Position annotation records
# # # #
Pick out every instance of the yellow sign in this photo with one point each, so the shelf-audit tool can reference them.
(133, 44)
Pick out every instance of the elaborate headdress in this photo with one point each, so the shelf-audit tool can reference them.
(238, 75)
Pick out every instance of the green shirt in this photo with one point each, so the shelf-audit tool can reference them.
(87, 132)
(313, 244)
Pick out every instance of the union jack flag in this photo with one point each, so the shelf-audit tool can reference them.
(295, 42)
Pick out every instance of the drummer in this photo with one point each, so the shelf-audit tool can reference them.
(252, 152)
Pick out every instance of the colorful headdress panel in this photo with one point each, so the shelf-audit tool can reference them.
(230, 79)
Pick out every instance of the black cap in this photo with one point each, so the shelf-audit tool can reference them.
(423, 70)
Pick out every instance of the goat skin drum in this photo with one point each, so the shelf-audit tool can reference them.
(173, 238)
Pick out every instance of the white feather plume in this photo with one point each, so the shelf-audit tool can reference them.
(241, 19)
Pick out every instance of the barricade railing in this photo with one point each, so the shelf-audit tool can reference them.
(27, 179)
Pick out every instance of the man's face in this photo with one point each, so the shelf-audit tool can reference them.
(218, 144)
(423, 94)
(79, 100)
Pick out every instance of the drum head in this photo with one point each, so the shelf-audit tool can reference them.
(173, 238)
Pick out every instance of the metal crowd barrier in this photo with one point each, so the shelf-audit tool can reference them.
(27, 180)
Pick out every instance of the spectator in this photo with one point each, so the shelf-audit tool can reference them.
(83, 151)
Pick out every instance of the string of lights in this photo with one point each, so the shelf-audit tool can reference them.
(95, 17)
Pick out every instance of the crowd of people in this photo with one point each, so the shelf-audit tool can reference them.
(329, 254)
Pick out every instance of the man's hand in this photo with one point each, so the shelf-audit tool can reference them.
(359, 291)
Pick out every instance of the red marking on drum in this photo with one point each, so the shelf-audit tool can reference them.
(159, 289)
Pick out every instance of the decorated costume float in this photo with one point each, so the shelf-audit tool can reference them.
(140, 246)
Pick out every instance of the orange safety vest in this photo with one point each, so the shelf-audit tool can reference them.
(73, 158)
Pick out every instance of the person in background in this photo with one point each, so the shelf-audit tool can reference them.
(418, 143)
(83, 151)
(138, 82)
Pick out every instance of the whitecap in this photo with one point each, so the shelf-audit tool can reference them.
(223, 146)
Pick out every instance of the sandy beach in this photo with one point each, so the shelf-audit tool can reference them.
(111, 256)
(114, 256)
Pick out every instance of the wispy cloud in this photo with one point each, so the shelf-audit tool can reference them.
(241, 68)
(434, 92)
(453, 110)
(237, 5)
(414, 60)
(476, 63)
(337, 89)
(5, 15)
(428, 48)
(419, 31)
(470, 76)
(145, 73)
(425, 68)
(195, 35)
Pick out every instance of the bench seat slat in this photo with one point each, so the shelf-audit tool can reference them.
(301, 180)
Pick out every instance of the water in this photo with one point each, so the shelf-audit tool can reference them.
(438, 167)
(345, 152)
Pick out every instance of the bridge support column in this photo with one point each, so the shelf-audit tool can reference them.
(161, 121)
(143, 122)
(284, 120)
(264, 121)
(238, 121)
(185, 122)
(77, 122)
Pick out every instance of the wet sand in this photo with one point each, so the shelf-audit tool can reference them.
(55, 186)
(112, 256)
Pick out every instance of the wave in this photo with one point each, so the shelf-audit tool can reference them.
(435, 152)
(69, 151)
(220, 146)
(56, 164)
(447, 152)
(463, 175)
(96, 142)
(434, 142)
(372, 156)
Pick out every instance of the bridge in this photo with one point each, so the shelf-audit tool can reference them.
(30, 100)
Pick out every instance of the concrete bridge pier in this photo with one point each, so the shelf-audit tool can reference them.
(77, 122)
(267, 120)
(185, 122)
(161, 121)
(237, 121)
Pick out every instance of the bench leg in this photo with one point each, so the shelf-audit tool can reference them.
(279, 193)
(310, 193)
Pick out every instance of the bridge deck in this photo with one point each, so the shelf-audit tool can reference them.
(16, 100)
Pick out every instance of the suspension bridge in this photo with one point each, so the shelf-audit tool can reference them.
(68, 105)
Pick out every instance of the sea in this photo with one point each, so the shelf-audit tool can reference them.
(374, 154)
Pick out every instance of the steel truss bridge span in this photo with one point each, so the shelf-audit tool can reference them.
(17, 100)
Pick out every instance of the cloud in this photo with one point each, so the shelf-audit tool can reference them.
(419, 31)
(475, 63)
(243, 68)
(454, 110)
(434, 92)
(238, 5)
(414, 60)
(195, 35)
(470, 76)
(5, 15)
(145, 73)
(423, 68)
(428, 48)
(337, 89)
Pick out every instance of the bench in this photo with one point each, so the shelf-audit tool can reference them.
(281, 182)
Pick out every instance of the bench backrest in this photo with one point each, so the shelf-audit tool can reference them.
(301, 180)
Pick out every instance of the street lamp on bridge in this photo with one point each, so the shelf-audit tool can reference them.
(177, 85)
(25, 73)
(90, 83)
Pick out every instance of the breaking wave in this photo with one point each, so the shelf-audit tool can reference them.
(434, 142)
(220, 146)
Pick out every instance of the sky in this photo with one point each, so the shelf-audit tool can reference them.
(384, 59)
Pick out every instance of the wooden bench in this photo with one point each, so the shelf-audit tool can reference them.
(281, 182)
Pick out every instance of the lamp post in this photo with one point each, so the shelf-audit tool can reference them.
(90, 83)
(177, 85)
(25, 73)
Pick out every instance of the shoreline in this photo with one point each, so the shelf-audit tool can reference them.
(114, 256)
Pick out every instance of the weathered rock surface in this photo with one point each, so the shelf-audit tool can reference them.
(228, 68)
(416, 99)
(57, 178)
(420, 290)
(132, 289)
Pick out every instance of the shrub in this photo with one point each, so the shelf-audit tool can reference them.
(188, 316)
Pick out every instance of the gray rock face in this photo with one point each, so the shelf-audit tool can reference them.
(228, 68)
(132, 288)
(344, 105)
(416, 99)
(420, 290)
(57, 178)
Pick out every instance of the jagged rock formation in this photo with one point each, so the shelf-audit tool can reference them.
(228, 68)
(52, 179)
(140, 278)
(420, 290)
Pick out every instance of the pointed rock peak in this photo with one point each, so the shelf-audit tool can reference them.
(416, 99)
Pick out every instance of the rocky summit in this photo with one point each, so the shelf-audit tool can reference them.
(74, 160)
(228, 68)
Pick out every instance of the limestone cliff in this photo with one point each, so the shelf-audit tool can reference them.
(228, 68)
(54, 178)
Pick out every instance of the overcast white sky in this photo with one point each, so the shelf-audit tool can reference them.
# # # #
▸ **OBJECTIVE**:
Transcribe every entry word for word.

▸ **TASK ANSWER**:
Pick out every instance of the yellow sign in this photo with one point each, so the shelf-audit tool can reference them.
(133, 44)
Pick out every instance of the elaborate headdress in this photo with one point each, so the shelf-audit tool can reference them.
(238, 75)
Pick out every instance of the green shirt in this photo with one point each, so the shelf-audit tool can reference them.
(87, 132)
(313, 244)
Pick out every instance of the union jack flag in this photo with one point each, so the shelf-audit tool can reference them.
(295, 42)
Pick out every instance of the drummer in this photo with one point each, so the shelf-audit tool can reference them.
(252, 152)
Pick out every instance of the colorful headdress panel in this photo with one point each, so the shelf-audit tool can reference them.
(230, 79)
Pick out every instance of the black cap in this photo with one point each, so the shelf-audit tool can reference them.
(423, 70)
Pick out every instance of the goat skin drum in this photo with one point each, so the shelf-audit tool can reference them.
(173, 238)
Pick out every instance of the white feather plume in this photo with one point each, so the shelf-audit tool can reference them.
(241, 19)
Pick out every instance of the barricade railing in this photo with one point each, so the shelf-audit tool can reference them.
(27, 179)
Pick out every instance of the man's face in this photo with one point each, so the shelf-audit tool can reference them.
(218, 144)
(423, 94)
(79, 100)
Pick out every instance of the drum head in this photo with one point each, so the shelf-audit tool can reference them.
(173, 238)
Pick out every instance of the metal crowd barrier in this photo with one point each, so the shelf-audit tool can reference them.
(27, 180)
Pick out every instance of the spectator in this photo with one point each, so the shelf-audit tool can reference them.
(83, 151)
Pick out every instance of the string of lights in this photo with one point each, so the shelf-audit tool can reference them.
(95, 17)
Pick out every instance of the crowd of people in this photo with one point each, so the shelf-audit tool can reference them.
(329, 254)
Pick out every instance of the man's hand in this photo with one point each, so the shelf-audit tool can reference them.
(359, 291)
Pick out every instance of the red marking on drum in this photo with one point each, so the shelf-audit tool can reference them.
(159, 289)
Pick out every instance of the decorated costume float in this photo with one point each, so the shelf-audit tool can reference them.
(140, 246)
Pick out every instance of the orange safety vest in this photo with one point each, so the shelf-audit tool can reference them.
(73, 158)
Pick out every instance of the person in background in this photo with one point each, so the shelf-audit tool can reference them.
(418, 143)
(83, 151)
(138, 82)
Pick out every instance of the whitecap in this photo with one point each, so the shelf-audit tool can reference them.
(223, 146)
Pick out every instance of the sandy beach in this photo with one point each, so the shelf-audit tool can reference them.
(111, 256)
(114, 256)
Pick out every instance of the wispy cloud in this photo with one point each, so the shelf-audit tool can reference them.
(241, 68)
(434, 92)
(453, 110)
(237, 5)
(414, 60)
(476, 63)
(337, 89)
(5, 15)
(428, 48)
(419, 31)
(470, 76)
(145, 73)
(425, 68)
(195, 35)
Pick out every instance of the bench seat slat in this photo with one point each, so the shelf-audit tool can reference them.
(301, 180)
Pick out every instance of the water in this photo with one point each, so the shelf-audit tool can reference them.
(438, 167)
(345, 152)
Pick out every instance of the bridge support column in this photo with one point each, so the shelf-audit tool can reference them.
(161, 121)
(143, 122)
(284, 120)
(264, 121)
(238, 121)
(185, 122)
(77, 122)
Pick out every instance of the wet sand in this photo with one point each, so the shelf-audit tool can reference them.
(55, 186)
(112, 256)
Pick out every instance of the wave in this photo with one point each, so the shelf-audit tool can reference them.
(435, 152)
(69, 151)
(220, 146)
(56, 164)
(447, 152)
(463, 175)
(96, 142)
(434, 142)
(372, 156)
Pick out every instance of the bridge in this photo with one point each, so the shelf-audit tool can reference them.
(30, 100)
Pick out every instance of the concrete bridge pier in this photo with one point each, so the shelf-audit tool can reference them.
(77, 122)
(267, 120)
(185, 122)
(161, 121)
(237, 121)
Pick out every instance of the bench leg in this photo with one point each, so the shelf-audit tool can reference them.
(279, 193)
(310, 193)
Pick out every instance of the bridge deck in this photo with one point each, so the shelf-audit tool can reference them.
(16, 100)
Pick out every instance of the suspension bridge in this photo with one point each, so the shelf-audit tool can reference them.
(68, 105)
Pick out every instance of the sea in this photo with one point each, so the shelf-audit tool can reference them.
(374, 154)
Pick out every instance of the steel truss bridge span in this photo with one point each, so the shelf-audit tool can reference them.
(17, 100)
Pick out every instance of the cloud in this photo with one point each, so the shelf-audit tool can reference them.
(419, 31)
(475, 63)
(243, 68)
(454, 110)
(434, 92)
(238, 5)
(414, 60)
(195, 35)
(470, 76)
(5, 15)
(145, 73)
(423, 68)
(428, 48)
(337, 89)
Pick out every instance of the bench in this photo with one point each, so the shelf-audit tool can reference them.
(281, 182)
Pick out every instance of the bench backrest in this photo with one point each, so the shelf-audit tool can reference them.
(301, 180)
Pick out every instance of the street lamp on bridge in this photo with one point each, so the shelf-audit tool can reference them.
(177, 85)
(25, 73)
(90, 83)
Pick out every instance of the breaking wave in this photo with one point each, so the shelf-audit tool can reference them.
(434, 142)
(220, 146)
Pick out every instance of the sky in this photo with one point each, so the shelf-audit tool can reference them.
(384, 59)
Pick out every instance of the wooden bench in this photo with one point each, so the shelf-audit tool can reference them.
(281, 182)
Pick out every instance of the lamp post in this photo with one point each, so the shelf-audit tool can reference them.
(90, 83)
(177, 85)
(25, 73)
Pick out every instance of the shoreline in this photo with one point each, so the shelf-audit tool can reference them.
(114, 256)
Pick out every instance of the weathered rock surface in this photo with one point each, so the shelf-audit tool can reference them.
(228, 68)
(416, 99)
(57, 178)
(420, 290)
(132, 289)
Pick out every instance of the shrub in this photo with one point each, so the shelf-audit tool can reference them.
(188, 316)
Pick out every instance of the gray rock face in this photo with one point each, so the shelf-audit tool can reference them.
(228, 68)
(132, 288)
(344, 105)
(416, 99)
(420, 290)
(57, 178)
Pick out every instance of the jagged rock formation in this photo with one point each, so the shelf-audit tool can reference them.
(228, 68)
(52, 179)
(140, 278)
(420, 290)
Pick out every instance of the pointed rock peak in this photo with one point each, so the shelf-audit tool can reference them.
(416, 99)
Pick out every instance of the rocky summit in this photo with one point each, so the shelf-audit tool can reference them.
(74, 160)
(228, 68)
Pick out every instance of the limestone cliff in this photo with one point each, so the shelf-audit tool can reference them.
(228, 68)
(54, 178)
Pick out every instance of the overcast white sky in this photo with one point each, so the shelf-audit tool can reference them.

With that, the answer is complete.